* [Exercise]
Reproduce the stretch of rows from the line containing "Can you find the building facade?" through the line containing "198], [285, 112]]", both ends included, and give only these lines. Keep the requests unchanged, but scale every coordinate in the answers by 1.9, rounding each result to a whole number with halves rounded up.
=======
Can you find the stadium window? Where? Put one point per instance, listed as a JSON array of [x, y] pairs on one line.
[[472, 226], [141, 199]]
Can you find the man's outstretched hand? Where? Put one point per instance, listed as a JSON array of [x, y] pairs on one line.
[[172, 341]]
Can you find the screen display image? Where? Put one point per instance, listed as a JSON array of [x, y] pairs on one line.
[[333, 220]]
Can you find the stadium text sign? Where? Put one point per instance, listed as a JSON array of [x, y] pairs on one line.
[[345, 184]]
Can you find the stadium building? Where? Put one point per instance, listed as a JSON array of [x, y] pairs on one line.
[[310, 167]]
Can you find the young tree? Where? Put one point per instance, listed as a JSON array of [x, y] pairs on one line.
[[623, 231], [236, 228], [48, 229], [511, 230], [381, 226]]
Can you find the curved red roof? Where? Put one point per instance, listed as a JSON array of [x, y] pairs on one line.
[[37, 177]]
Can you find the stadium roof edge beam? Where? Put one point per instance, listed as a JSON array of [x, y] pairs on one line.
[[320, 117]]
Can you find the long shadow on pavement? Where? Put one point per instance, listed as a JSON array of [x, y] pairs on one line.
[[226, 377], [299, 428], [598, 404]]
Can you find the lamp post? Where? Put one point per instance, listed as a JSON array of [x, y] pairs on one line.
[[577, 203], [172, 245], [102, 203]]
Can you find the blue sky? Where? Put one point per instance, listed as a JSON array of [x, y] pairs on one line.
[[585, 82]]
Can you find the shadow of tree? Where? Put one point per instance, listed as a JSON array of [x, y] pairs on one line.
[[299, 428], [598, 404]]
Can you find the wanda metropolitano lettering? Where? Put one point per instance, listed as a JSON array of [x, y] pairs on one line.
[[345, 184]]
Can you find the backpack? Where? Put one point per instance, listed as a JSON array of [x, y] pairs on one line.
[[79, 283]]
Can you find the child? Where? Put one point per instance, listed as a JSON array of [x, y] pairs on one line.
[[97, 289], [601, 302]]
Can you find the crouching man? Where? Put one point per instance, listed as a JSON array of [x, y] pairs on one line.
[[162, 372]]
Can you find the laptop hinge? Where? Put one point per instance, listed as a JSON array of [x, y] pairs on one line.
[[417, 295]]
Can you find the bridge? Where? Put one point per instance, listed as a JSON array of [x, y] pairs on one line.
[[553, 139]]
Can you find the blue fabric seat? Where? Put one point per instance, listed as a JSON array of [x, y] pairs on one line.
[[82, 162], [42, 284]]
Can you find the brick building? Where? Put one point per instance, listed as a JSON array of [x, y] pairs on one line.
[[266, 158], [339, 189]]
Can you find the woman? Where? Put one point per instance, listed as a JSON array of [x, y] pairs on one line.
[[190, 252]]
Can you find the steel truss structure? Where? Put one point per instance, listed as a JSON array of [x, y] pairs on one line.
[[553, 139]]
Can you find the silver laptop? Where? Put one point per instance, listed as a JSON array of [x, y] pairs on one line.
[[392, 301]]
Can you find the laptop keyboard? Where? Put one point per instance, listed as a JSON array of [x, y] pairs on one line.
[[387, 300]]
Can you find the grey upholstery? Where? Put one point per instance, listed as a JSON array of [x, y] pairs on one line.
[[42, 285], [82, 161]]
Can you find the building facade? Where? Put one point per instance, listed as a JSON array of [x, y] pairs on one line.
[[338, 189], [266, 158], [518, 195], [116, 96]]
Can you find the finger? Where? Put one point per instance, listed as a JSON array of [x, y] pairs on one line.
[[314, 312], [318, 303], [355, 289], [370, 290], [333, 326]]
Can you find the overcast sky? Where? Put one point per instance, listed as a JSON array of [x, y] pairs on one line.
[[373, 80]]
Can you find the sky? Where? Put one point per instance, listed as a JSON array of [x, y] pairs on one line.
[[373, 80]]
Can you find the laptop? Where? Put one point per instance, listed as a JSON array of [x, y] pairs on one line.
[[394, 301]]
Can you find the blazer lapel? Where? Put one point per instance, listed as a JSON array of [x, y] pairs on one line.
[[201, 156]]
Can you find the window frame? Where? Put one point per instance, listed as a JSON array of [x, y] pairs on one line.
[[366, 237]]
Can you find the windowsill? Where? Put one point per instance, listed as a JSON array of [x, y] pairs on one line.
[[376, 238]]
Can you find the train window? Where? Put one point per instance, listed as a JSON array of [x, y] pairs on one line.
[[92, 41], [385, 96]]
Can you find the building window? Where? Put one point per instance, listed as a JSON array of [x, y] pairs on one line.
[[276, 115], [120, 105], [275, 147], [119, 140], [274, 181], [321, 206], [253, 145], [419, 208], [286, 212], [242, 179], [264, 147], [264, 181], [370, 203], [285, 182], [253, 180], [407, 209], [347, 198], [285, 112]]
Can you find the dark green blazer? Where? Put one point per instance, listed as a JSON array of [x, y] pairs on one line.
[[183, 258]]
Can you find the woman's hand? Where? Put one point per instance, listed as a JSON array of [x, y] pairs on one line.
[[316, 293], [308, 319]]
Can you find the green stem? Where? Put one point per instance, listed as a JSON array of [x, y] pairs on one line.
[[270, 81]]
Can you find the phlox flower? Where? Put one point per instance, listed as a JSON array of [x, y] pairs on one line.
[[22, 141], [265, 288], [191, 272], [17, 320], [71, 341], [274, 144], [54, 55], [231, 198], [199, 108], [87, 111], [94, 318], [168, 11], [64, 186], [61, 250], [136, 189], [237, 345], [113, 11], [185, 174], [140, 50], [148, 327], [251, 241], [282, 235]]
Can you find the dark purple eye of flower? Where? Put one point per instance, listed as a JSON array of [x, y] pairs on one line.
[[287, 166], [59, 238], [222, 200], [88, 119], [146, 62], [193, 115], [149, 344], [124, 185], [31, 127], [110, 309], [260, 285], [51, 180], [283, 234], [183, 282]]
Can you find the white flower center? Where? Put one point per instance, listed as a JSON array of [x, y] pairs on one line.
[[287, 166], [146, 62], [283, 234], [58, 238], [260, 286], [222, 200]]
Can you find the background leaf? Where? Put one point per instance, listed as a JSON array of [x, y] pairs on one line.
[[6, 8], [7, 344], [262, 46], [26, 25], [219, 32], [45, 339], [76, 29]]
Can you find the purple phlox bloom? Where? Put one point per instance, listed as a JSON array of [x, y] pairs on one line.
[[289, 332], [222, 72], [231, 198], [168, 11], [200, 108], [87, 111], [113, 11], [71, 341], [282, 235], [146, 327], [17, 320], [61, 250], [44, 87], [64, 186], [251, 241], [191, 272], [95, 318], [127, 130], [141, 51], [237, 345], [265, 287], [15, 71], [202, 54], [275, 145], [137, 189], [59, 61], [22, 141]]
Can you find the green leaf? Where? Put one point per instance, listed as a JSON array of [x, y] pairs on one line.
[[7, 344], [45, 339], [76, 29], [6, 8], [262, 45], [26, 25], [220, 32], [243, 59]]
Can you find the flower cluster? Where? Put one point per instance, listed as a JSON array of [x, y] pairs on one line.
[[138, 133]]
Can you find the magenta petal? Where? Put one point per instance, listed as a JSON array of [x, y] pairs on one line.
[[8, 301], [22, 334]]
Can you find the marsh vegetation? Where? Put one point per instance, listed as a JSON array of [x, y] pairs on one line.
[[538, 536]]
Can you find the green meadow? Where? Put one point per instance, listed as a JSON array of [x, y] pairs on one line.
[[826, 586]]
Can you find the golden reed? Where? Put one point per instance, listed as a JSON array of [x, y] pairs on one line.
=======
* [Exercise solution]
Can you find the building facade? Where? Put one point per instance, listed as a JSON array of [x, y] pairs on one line.
[[642, 359], [505, 300], [984, 371], [220, 182]]
Can you find the finger? Where? Put one point per instance, listed as a JSON array of [x, y] pairs on one line.
[[597, 593], [604, 576], [675, 549], [703, 551], [633, 619]]
Can you find the overcast sky? Where? Put one point per instance, listed as a JSON array of [x, y] pairs on one line.
[[709, 152]]
Can you find the sky? Where? Put one point per instance, listed as a JSON array of [x, y] pairs on one line.
[[709, 152]]
Can you find the laptop? Where? Put one point per instance, listed as a JSON array of [x, y] pairs on one line.
[[749, 572]]
Can you find the blazer lapel? Where? Put one point per instance, listed as a JSON array of [x, y] pairs on one line.
[[382, 296]]
Can you find the window frame? Where? Put one point per instance, listed as a JSON array of [x, y] pairs on one line.
[[695, 450]]
Can you find the windowsill? Where? Put one point per instance, listed as a JSON array of [x, y] pairs on one line.
[[714, 452]]
Can you find the train window? Where? Put one point per instance, listed as a JSON array of [x, y] pairs on one line.
[[175, 78], [732, 182]]
Can you find the building window? Where? Put one point per instance, listed as a JSON array of [x, y] pairs on one line.
[[524, 219], [228, 200], [523, 279], [226, 266], [521, 344], [610, 391], [481, 276], [796, 395], [543, 403], [460, 340], [502, 279], [502, 344], [703, 386], [542, 346], [481, 342], [773, 397], [659, 376], [542, 213]]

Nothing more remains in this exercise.